* _PROMPT_
From the first line of the data down to the line bearing "Target: man in white shirt", output every line exactly and include no pictures.

[Stored items]
* * * * *

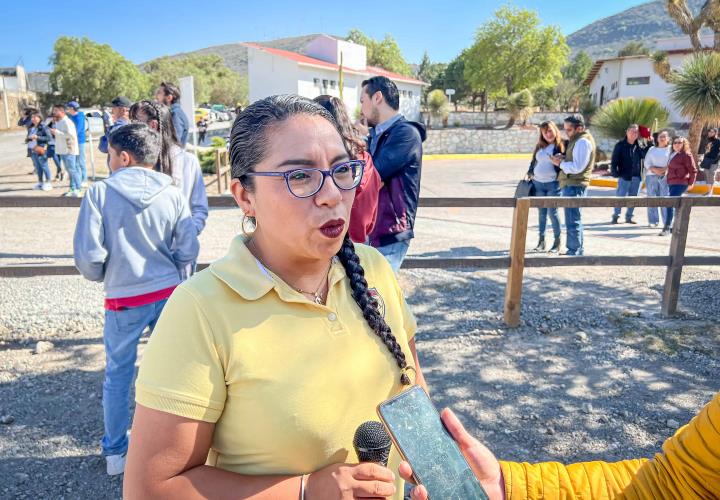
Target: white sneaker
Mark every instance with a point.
(115, 464)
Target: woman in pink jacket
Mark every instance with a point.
(681, 175)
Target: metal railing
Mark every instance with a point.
(515, 262)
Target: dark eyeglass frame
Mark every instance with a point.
(325, 174)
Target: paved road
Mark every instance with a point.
(440, 232)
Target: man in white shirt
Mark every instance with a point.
(67, 148)
(576, 166)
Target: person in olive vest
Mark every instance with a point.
(574, 177)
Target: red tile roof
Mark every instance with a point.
(311, 61)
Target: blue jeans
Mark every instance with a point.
(121, 336)
(395, 253)
(80, 160)
(547, 189)
(656, 185)
(72, 170)
(573, 221)
(41, 167)
(627, 188)
(675, 190)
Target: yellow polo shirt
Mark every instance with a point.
(286, 381)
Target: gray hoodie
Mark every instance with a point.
(135, 233)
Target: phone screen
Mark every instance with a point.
(437, 462)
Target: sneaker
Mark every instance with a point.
(115, 464)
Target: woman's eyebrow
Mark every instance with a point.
(311, 163)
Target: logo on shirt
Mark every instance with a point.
(379, 302)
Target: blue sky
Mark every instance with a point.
(142, 30)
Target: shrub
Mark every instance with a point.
(613, 118)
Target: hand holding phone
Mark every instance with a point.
(436, 460)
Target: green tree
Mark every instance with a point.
(93, 73)
(214, 82)
(430, 72)
(634, 49)
(438, 104)
(385, 53)
(514, 50)
(696, 92)
(578, 68)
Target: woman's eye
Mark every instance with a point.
(299, 176)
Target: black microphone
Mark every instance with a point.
(372, 443)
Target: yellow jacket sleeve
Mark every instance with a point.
(688, 467)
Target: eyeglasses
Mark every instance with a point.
(306, 182)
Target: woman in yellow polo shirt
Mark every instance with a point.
(262, 366)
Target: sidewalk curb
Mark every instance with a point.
(488, 156)
(612, 183)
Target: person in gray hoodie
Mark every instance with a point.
(135, 234)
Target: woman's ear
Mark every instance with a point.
(244, 198)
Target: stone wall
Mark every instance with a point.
(491, 119)
(469, 141)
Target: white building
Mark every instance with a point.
(317, 72)
(634, 76)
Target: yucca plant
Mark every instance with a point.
(519, 106)
(614, 118)
(696, 93)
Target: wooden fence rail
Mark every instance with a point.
(517, 260)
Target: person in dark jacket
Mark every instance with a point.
(710, 159)
(396, 147)
(626, 166)
(169, 94)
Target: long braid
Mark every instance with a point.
(368, 305)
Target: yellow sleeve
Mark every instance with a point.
(688, 467)
(181, 372)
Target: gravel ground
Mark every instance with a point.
(593, 372)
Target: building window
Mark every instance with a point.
(638, 80)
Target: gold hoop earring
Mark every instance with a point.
(243, 225)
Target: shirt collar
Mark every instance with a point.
(247, 276)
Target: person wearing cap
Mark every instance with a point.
(709, 163)
(169, 94)
(626, 166)
(575, 169)
(78, 118)
(121, 116)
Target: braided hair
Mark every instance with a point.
(249, 141)
(147, 111)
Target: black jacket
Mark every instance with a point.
(533, 162)
(627, 160)
(398, 160)
(712, 152)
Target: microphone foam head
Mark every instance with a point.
(372, 443)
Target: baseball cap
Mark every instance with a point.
(121, 102)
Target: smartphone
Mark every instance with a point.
(415, 427)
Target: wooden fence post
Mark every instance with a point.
(218, 168)
(677, 257)
(513, 290)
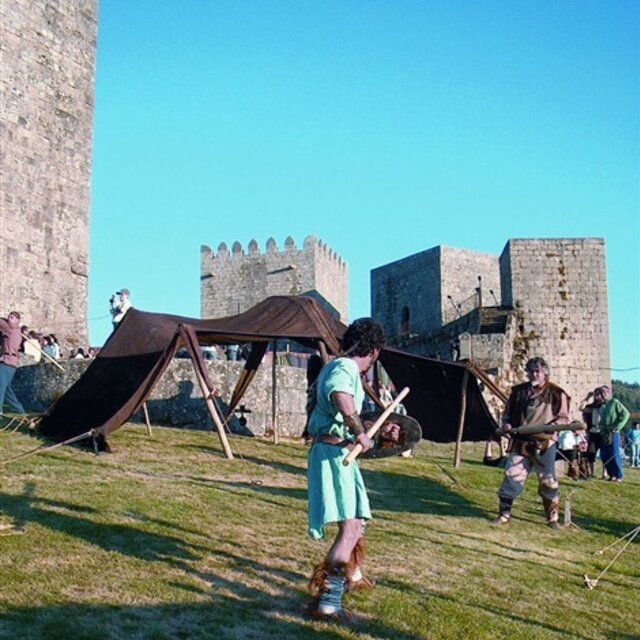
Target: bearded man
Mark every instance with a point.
(536, 402)
(336, 493)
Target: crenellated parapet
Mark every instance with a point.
(311, 244)
(233, 280)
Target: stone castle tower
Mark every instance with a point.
(541, 297)
(233, 281)
(46, 77)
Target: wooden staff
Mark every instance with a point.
(44, 353)
(274, 410)
(534, 429)
(376, 425)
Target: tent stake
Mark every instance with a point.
(463, 410)
(274, 418)
(214, 414)
(145, 413)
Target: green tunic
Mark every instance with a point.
(335, 492)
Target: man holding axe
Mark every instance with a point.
(336, 491)
(536, 402)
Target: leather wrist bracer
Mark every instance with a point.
(354, 423)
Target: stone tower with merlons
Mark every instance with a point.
(233, 281)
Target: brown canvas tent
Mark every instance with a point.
(122, 376)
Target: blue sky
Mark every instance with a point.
(382, 127)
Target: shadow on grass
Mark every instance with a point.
(495, 610)
(388, 491)
(252, 600)
(131, 541)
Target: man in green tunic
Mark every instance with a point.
(336, 492)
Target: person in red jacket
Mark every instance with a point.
(10, 341)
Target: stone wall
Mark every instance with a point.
(403, 294)
(549, 293)
(176, 399)
(48, 60)
(432, 288)
(459, 271)
(559, 289)
(233, 281)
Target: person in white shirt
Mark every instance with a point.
(119, 309)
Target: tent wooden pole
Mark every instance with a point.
(145, 413)
(206, 392)
(463, 410)
(44, 354)
(322, 347)
(274, 418)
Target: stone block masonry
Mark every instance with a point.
(558, 287)
(549, 299)
(46, 78)
(233, 281)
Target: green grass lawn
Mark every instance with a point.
(166, 539)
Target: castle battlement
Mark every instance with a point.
(234, 280)
(310, 244)
(554, 291)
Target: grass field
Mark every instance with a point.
(165, 539)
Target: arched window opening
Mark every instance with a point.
(404, 321)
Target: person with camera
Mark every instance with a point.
(120, 307)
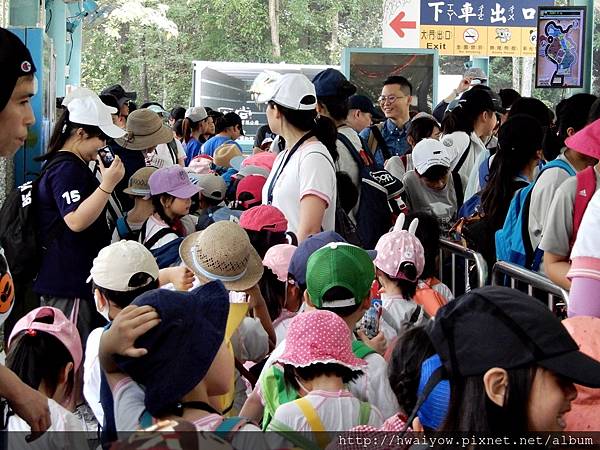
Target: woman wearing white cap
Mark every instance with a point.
(72, 203)
(302, 183)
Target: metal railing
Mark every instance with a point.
(533, 283)
(474, 267)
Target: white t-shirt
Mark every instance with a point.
(62, 420)
(542, 195)
(129, 408)
(309, 171)
(162, 156)
(373, 386)
(338, 411)
(91, 374)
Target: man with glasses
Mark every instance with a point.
(389, 137)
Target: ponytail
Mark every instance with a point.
(63, 130)
(188, 128)
(323, 128)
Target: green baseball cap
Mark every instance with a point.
(339, 265)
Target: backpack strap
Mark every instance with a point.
(361, 350)
(229, 426)
(364, 413)
(586, 187)
(376, 132)
(314, 421)
(172, 146)
(123, 228)
(463, 157)
(458, 189)
(158, 236)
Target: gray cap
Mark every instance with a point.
(212, 186)
(475, 72)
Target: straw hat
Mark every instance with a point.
(145, 129)
(222, 252)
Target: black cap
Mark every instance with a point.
(502, 327)
(362, 103)
(120, 94)
(232, 119)
(482, 99)
(16, 62)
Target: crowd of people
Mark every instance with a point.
(183, 285)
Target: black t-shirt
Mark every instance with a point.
(68, 260)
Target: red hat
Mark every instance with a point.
(264, 217)
(262, 159)
(253, 185)
(586, 141)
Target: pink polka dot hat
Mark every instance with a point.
(399, 247)
(319, 336)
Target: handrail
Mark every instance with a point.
(456, 249)
(533, 280)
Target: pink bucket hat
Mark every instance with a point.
(278, 260)
(262, 159)
(398, 247)
(584, 409)
(319, 336)
(59, 327)
(587, 140)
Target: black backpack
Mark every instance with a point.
(374, 216)
(22, 243)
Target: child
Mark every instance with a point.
(428, 233)
(335, 276)
(129, 226)
(273, 286)
(584, 409)
(121, 272)
(171, 191)
(212, 206)
(318, 362)
(399, 262)
(44, 350)
(180, 358)
(266, 226)
(507, 353)
(430, 187)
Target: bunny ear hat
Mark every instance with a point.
(398, 247)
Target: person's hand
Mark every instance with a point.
(378, 343)
(31, 406)
(255, 297)
(130, 324)
(464, 85)
(182, 278)
(111, 175)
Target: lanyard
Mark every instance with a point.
(284, 163)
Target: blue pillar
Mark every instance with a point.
(57, 31)
(24, 13)
(73, 57)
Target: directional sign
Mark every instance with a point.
(464, 27)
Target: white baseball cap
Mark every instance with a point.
(116, 264)
(428, 153)
(291, 89)
(196, 113)
(86, 108)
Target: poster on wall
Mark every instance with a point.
(560, 47)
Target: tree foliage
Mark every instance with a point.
(149, 45)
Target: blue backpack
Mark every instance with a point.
(512, 240)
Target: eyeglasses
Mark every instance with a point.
(389, 98)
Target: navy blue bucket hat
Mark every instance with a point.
(182, 347)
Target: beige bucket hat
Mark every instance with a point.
(145, 129)
(222, 252)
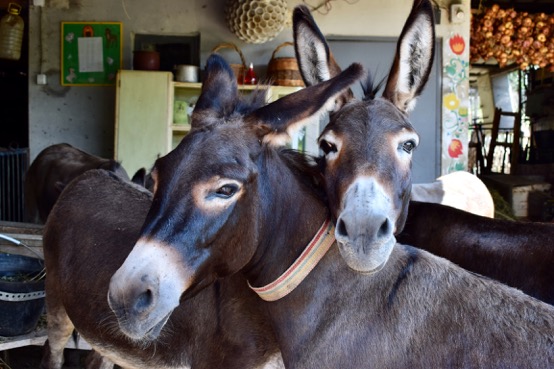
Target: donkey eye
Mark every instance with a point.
(227, 190)
(408, 146)
(327, 147)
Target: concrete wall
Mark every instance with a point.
(84, 116)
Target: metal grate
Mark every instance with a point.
(13, 166)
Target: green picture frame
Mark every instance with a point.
(91, 53)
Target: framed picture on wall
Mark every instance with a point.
(91, 53)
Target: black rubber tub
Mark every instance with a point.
(21, 298)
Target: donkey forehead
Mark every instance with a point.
(363, 119)
(221, 150)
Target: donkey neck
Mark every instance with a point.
(292, 213)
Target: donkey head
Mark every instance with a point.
(213, 197)
(368, 144)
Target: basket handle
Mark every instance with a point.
(288, 43)
(226, 45)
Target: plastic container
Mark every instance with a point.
(11, 33)
(20, 317)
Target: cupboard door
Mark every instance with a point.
(142, 115)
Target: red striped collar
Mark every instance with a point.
(296, 273)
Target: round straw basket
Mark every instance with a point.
(238, 69)
(284, 71)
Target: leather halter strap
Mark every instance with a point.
(302, 266)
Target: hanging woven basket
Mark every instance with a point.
(256, 21)
(238, 69)
(283, 71)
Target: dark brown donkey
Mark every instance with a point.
(227, 202)
(519, 254)
(92, 229)
(367, 166)
(52, 170)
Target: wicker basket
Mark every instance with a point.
(238, 69)
(284, 71)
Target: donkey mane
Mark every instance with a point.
(370, 88)
(305, 168)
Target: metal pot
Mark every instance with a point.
(186, 73)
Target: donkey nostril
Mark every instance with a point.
(144, 301)
(385, 229)
(341, 228)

* * * * *

* _RESULT OF THIS EXERCISE_
Target: white sneaker
Mark every instance with a point.
(115, 464)
Target: woman in pink jacket
Mark every instance with a point.
(681, 175)
Target: metal railing
Mark every instance with a point.
(515, 262)
Target: dark eyeglass frame
Mark every instance with a point.
(325, 174)
Target: paved road
Mark every instance with a point.
(440, 232)
Target: man in white shirt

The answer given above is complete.